-- Begin --

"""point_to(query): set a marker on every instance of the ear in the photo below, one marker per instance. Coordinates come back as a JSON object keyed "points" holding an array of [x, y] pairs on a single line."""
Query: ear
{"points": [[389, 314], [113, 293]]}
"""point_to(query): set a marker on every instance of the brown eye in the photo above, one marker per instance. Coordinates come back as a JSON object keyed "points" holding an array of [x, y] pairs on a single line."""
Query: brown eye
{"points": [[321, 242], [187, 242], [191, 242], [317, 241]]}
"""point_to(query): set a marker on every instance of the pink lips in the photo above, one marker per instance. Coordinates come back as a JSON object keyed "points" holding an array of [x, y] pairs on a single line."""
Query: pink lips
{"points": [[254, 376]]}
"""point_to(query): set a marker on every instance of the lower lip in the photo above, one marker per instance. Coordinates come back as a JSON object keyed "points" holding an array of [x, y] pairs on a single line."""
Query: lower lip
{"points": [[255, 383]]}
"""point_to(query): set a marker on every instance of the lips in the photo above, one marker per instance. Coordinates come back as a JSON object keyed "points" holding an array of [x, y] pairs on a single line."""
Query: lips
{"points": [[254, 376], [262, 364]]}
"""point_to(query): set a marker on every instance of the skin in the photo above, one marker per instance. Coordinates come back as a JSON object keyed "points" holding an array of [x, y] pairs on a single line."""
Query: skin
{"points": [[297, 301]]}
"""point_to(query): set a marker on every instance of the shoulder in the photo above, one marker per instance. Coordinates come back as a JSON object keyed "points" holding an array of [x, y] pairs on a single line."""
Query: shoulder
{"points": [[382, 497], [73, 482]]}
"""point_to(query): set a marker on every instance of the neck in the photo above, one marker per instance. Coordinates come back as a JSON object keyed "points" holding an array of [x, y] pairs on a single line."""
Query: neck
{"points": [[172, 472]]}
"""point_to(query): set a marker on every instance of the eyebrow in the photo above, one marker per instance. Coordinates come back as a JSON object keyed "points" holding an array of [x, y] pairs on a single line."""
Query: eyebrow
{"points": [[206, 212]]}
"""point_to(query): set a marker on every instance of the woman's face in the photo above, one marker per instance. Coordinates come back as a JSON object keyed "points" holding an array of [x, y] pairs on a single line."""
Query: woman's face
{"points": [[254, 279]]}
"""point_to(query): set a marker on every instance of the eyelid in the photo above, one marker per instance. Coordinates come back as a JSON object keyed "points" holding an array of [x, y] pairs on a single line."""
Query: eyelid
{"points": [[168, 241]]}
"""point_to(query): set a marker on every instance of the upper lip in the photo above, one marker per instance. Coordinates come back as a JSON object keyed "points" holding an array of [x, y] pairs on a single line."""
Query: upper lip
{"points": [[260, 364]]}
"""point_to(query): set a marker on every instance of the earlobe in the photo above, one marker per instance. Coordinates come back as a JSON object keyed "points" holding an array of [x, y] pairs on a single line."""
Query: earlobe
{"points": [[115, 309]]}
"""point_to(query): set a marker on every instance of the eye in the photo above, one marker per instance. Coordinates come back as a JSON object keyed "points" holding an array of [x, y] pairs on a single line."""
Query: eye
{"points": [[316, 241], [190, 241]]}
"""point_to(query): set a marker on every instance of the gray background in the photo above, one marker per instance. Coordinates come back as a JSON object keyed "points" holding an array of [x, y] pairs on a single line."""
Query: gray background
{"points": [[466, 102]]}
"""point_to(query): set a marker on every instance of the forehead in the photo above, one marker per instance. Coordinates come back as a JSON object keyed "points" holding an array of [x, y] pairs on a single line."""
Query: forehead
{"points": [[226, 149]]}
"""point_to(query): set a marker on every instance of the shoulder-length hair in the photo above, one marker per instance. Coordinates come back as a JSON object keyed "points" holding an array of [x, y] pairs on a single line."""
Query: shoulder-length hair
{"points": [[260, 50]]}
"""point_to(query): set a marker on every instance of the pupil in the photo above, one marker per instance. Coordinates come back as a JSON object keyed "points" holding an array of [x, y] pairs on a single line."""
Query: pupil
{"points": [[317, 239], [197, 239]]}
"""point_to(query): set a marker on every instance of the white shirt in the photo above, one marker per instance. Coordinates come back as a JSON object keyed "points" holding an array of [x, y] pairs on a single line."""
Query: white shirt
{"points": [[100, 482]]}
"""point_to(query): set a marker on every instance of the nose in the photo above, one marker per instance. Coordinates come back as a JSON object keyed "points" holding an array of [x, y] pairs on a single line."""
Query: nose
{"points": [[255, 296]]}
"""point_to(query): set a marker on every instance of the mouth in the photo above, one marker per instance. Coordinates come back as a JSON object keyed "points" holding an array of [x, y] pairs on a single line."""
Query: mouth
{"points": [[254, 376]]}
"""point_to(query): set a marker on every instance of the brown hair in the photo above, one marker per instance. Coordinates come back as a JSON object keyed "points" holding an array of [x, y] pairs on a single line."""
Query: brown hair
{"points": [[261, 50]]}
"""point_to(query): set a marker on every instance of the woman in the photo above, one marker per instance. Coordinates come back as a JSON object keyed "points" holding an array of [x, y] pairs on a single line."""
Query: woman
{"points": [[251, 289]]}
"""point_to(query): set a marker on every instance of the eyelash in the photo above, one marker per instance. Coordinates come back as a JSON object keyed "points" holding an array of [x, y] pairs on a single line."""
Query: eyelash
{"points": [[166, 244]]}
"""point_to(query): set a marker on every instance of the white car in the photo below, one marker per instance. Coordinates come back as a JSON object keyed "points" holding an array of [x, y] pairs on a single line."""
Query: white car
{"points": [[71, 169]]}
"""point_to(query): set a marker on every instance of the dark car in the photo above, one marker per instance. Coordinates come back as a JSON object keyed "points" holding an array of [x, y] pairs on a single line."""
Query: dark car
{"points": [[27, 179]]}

-- End --

_Exercise_:
Produce an exact copy of all the records.

_Final result_:
"""point_to(query): set a marker on every instance of the ear in the photo below, one marker per instance. Coordinates come back as a JSON object keyed "points" holding an array of [x, y] pairs on a single line."""
Query: ear
{"points": [[389, 314], [113, 293]]}
"""point_to(query): set a marker on every instance of the brown eye in the photo above, one marker per instance. Coordinates come back as a JSON object keyed "points" holding an array of [x, y] pairs on a single line."""
Query: brown eye
{"points": [[321, 242], [187, 242], [191, 242], [317, 241]]}
"""point_to(query): set a marker on every instance of the pink lips in the photo above, one marker per instance. Coordinates come back as a JSON object keyed "points" holding an array of [x, y] pairs on a single line."""
Query: pink lips
{"points": [[254, 376]]}
"""point_to(query): set a marker on every instance of the lower lip in the photo above, one marker per instance. Coordinates come back as a JSON object keyed "points" holding an array of [x, y] pairs on a single line."""
Query: lower lip
{"points": [[255, 383]]}
"""point_to(query): set a marker on every instance of the lips in the photo above, one marker per instance. Coordinates come back as a JSON object keyed "points" holding an array of [x, y] pairs on a single line."""
Query: lips
{"points": [[254, 376], [262, 364]]}
"""point_to(query): set a marker on every instance of the skin in the photo above, one marker per instance. Coordinates come back as a JSON object keyed "points" holding an array of [x, y] pairs on a single line."""
Query: skin
{"points": [[297, 301]]}
"""point_to(query): set a marker on every instance of the shoulder in the photo above, one marker per instance. Coordinates come back as a JSON object keyed "points" holding an array of [x, y] pairs on a single line."""
Query: shoulder
{"points": [[382, 497], [73, 482]]}
"""point_to(query): set a marker on every instance of the neck in the photo above, one marker per instance. Coordinates come back as a JSON object keyed "points" holding an array of [x, y] pairs on a single line."""
Query: neck
{"points": [[172, 472]]}
"""point_to(query): set a marker on every instance of the eyebrow in the photo above, one marker per instance. Coordinates come back as a JSON object keyed "points" holding an array of [x, y] pairs on a single line."""
Query: eyebrow
{"points": [[206, 212]]}
"""point_to(query): set a marker on every instance of the woman's face in the photo above, one marker per instance. Coordinates come back as a JSON object keyed "points" holding an array of [x, y] pairs on a single line."""
Query: woman's face
{"points": [[254, 279]]}
"""point_to(query): set a marker on every instance of the eyelid in the photo above, one marker per instance. Coordinates come back as a JSON object keyed "points" holding an array of [x, y] pairs on a single line."""
Query: eyelid
{"points": [[168, 241]]}
"""point_to(query): set a marker on every instance of the upper lip in the photo above, one marker per instance. Coordinates come back as a JSON object keyed "points" holding an array of [x, y] pairs on a single line."""
Query: upper lip
{"points": [[260, 364]]}
"""point_to(query): set a marker on every instance of the earlobe in the photo above, one marker per instance. Coordinates come back as a JSON object keyed "points" holding an array of [x, y] pairs on a single line."""
Query: earlobe
{"points": [[115, 309]]}
"""point_to(query): set a marker on every instance of the eye in the photo above, one marker per instance. Coordinates come back as a JSON object keyed "points" holding an array of [x, y] pairs on a single line."""
Query: eye
{"points": [[316, 241], [190, 241]]}
"""point_to(query): set a marker on every instance of the gray background in the photo above, one marker per instance. Coordinates come back as a JSON object keyed "points" holding an array of [x, y] pairs on a single line."""
Query: gray background
{"points": [[466, 102]]}
"""point_to(query): set a marker on every instance of the forehead in the photo above, one marker per instance. Coordinates come back as a JSON object keyed "points" holding an array of [x, y] pairs on a single line."""
Query: forehead
{"points": [[226, 149]]}
"""point_to(query): set a marker on every instance of the shoulder-length hair in the photo above, one marker per instance. Coordinates come back as a JSON object keyed "points" holding an array of [x, y] pairs on a single line."""
Query: shoulder-length hair
{"points": [[260, 50]]}
"""point_to(query): set a marker on every instance of the pupil in the photo above, one marker per instance. Coordinates come back as a JSON object keyed "points" holding an array of [x, y] pairs on a single line."""
Query: pupil
{"points": [[317, 239], [197, 239]]}
"""point_to(query): set a marker on every instance of the white shirt in the photo above, one marker per instance. Coordinates come back as a JSON object keyed "points" holding an array of [x, y] pairs on a single line."""
Query: white shirt
{"points": [[100, 482]]}
"""point_to(query): set a marker on every instance of the nose in the photo above, one marker per instance. Coordinates come back as a JSON object keyed "points" holding an array of [x, y] pairs on a single line."""
Query: nose
{"points": [[255, 296]]}
"""point_to(query): set a marker on every instance of the mouth in the photo above, one marker per instance. Coordinates come back as a JSON object keyed "points" holding an array of [x, y] pairs on a single line."""
Query: mouth
{"points": [[254, 376]]}
"""point_to(query): set a marker on every instance of the brown hair in the photo above, one marker per instance. Coordinates come back as a JSON object keyed "points" holding an array of [x, y] pairs on a single line."""
Query: brown hair
{"points": [[261, 50]]}
"""point_to(query): set a marker on every instance of the woman in the photo above, one marker per instance. Coordinates come back as a JSON object keyed "points" holding an array of [x, y] pairs on a single line."""
Query: woman
{"points": [[251, 289]]}
"""point_to(query): set a marker on every instance of the eyelash in the photo above, one marker per instance. Coordinates come back as a JSON object keyed "points" holding an array of [x, y] pairs on a single line."""
Query: eyelash
{"points": [[166, 244]]}
"""point_to(query): set a marker on every instance of the white car in the photo below, one marker per instance. Coordinates come back as a JSON object keyed "points" holding an array of [x, y] pairs on a single line."""
Query: white car
{"points": [[71, 169]]}
"""point_to(query): set a marker on every instance of the dark car in the photo above, one marker per instance. Coordinates come back as a JSON object keyed "points" holding an array of [x, y] pairs on a single line."""
Query: dark car
{"points": [[27, 179]]}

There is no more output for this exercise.